_What the task requires_
Filter the entries down to the lines holding "painted", then copy those lines.

_Natural language region descriptions_
○ ○ ○
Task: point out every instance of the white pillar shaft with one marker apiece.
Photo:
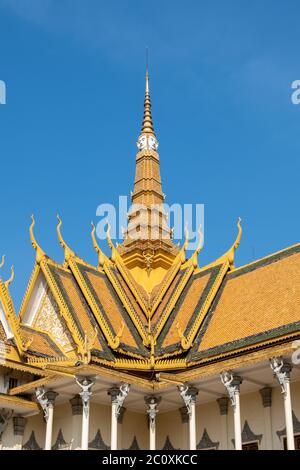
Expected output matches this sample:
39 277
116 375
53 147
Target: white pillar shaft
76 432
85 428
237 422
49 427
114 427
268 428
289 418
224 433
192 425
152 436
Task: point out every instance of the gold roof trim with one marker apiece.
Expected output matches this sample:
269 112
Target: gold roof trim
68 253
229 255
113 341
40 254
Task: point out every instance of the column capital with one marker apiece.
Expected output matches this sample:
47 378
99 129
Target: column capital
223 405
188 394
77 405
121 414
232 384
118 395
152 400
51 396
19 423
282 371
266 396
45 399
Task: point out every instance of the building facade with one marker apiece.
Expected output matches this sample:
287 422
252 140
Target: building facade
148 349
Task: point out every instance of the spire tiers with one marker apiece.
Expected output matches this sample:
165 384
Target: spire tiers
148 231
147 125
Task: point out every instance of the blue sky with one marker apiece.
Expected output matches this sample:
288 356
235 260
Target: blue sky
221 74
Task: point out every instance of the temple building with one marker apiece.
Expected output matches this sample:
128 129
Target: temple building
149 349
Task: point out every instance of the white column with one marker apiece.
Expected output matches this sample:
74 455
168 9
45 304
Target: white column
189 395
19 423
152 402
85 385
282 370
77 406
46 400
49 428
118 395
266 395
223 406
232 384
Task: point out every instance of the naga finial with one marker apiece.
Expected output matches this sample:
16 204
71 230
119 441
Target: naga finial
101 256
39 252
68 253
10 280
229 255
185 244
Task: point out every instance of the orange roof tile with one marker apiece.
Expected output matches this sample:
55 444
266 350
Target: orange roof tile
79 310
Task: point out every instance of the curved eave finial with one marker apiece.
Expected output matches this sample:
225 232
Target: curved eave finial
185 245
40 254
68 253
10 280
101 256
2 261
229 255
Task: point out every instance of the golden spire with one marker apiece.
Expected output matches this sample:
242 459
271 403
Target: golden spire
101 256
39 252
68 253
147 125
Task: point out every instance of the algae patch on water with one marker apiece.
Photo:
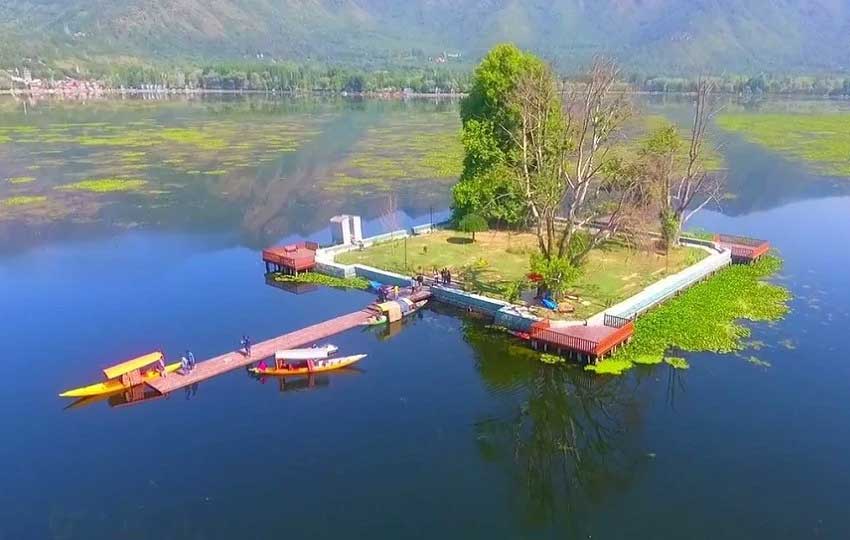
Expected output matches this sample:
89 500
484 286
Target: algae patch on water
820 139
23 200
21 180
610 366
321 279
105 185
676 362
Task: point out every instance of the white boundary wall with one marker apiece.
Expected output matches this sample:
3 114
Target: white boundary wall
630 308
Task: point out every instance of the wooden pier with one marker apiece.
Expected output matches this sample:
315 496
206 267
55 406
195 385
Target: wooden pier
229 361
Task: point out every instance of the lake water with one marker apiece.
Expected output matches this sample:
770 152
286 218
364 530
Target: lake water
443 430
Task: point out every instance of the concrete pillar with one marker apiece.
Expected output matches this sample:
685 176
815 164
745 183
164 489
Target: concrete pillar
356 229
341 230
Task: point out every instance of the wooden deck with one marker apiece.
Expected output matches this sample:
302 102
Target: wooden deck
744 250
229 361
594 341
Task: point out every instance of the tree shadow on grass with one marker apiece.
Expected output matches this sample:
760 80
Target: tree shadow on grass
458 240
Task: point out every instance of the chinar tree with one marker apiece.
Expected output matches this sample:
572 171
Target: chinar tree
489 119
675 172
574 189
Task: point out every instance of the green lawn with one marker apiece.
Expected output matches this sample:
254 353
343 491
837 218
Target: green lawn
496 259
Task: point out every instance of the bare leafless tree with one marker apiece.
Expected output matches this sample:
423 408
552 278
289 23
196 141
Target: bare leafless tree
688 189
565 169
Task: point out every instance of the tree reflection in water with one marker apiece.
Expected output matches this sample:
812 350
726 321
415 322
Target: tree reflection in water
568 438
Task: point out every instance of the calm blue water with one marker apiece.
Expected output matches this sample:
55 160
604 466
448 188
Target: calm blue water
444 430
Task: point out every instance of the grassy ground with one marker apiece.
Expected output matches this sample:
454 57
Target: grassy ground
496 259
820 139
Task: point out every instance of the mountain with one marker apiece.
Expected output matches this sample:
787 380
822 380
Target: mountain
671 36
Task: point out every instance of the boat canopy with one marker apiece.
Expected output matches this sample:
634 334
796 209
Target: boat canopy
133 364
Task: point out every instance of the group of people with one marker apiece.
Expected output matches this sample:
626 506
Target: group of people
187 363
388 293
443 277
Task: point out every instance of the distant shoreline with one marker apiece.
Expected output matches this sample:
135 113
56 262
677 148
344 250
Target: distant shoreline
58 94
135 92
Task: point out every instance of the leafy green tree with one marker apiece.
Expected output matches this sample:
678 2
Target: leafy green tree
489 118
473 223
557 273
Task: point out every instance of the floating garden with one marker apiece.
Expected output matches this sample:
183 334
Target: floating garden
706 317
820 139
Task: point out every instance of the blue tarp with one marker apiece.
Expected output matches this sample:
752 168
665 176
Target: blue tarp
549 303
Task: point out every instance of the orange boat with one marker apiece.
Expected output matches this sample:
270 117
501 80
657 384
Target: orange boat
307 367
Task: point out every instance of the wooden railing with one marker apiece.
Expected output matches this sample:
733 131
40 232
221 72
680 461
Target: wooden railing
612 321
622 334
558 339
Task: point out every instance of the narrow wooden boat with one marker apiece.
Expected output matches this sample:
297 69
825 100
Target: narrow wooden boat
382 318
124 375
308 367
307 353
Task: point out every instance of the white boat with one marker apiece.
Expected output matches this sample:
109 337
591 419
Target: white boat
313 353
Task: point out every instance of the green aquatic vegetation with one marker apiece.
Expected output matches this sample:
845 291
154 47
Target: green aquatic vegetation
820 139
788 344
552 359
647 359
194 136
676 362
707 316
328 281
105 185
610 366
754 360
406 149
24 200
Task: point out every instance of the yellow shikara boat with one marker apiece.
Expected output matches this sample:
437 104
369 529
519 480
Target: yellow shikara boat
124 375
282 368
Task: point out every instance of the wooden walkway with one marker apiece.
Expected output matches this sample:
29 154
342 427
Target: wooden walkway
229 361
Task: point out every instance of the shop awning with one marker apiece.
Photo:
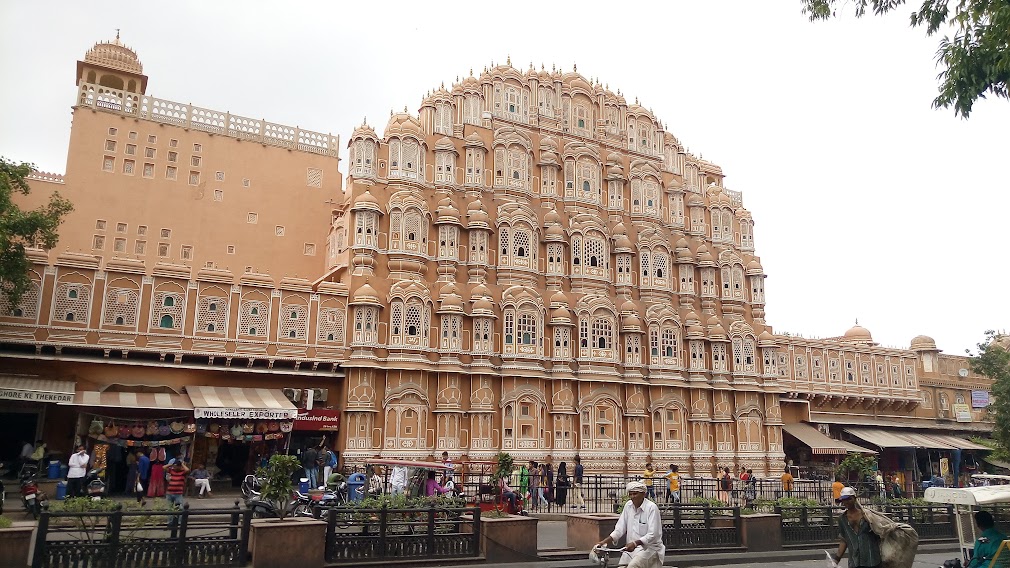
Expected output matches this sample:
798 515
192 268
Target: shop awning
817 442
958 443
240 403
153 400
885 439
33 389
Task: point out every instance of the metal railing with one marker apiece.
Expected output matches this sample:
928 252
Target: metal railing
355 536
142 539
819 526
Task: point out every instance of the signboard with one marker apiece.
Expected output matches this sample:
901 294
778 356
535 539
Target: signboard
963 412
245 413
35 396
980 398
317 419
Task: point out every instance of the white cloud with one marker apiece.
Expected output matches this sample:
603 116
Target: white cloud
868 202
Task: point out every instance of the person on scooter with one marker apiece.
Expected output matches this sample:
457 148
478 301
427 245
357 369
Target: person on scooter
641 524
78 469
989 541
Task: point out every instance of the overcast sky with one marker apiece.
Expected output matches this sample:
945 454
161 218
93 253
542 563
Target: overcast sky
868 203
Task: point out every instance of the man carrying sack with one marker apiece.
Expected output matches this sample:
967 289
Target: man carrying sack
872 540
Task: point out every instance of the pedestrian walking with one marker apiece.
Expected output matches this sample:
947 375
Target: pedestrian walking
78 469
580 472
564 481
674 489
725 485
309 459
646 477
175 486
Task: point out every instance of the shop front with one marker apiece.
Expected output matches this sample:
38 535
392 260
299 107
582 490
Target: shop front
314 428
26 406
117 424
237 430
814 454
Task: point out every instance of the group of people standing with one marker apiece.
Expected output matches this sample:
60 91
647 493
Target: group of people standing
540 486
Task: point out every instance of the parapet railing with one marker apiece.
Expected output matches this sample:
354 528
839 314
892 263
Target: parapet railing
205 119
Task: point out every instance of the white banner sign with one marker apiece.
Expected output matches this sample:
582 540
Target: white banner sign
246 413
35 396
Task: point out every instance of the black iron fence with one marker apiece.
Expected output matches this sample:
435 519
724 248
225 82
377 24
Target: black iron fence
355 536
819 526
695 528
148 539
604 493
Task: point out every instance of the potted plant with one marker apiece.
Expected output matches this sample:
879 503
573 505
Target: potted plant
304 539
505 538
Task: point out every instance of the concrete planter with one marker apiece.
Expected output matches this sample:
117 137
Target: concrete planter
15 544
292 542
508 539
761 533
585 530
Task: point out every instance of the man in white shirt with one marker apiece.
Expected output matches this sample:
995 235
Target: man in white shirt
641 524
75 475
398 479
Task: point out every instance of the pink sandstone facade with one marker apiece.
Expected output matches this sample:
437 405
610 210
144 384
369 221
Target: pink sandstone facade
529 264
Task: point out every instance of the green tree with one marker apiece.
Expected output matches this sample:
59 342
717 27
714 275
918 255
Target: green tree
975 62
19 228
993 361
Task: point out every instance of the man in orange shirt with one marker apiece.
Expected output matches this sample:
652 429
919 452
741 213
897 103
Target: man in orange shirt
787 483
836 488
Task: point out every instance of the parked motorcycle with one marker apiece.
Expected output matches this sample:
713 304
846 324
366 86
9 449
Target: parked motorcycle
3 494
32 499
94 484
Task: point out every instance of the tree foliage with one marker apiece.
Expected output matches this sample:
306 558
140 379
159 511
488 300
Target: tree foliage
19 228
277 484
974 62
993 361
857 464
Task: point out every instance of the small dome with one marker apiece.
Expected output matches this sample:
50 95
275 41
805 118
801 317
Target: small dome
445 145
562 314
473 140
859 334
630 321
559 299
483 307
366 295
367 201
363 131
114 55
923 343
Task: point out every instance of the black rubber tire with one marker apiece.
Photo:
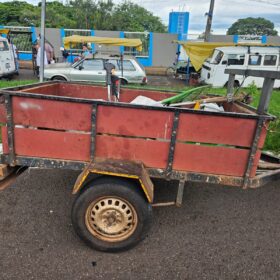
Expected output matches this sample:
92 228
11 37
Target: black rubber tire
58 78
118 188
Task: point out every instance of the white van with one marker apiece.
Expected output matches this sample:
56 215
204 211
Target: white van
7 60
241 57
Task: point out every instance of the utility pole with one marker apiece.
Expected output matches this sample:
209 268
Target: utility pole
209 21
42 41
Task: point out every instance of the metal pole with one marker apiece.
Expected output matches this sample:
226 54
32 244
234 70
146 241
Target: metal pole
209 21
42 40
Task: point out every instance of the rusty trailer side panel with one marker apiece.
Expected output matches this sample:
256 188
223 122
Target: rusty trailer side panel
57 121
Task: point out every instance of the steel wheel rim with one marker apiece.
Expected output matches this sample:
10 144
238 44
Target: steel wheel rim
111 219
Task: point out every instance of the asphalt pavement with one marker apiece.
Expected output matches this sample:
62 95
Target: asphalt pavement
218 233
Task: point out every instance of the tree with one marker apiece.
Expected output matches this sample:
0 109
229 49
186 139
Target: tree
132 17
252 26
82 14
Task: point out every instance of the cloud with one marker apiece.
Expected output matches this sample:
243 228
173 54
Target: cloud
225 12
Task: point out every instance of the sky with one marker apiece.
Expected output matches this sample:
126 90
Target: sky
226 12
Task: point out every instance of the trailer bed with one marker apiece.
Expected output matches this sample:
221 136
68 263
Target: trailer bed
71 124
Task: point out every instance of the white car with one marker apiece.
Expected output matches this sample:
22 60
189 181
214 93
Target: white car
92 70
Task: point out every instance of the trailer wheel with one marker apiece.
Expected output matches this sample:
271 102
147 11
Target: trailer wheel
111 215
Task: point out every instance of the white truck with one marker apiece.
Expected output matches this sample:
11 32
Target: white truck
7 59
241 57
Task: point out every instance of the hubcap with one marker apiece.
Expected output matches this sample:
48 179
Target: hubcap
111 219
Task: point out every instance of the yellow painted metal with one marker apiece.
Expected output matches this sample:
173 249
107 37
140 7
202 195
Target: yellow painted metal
○ ○ ○
_Completed exercise_
Task: point out every instance of the yellow painted metal with one marker apiece.
Target: yellow painted metal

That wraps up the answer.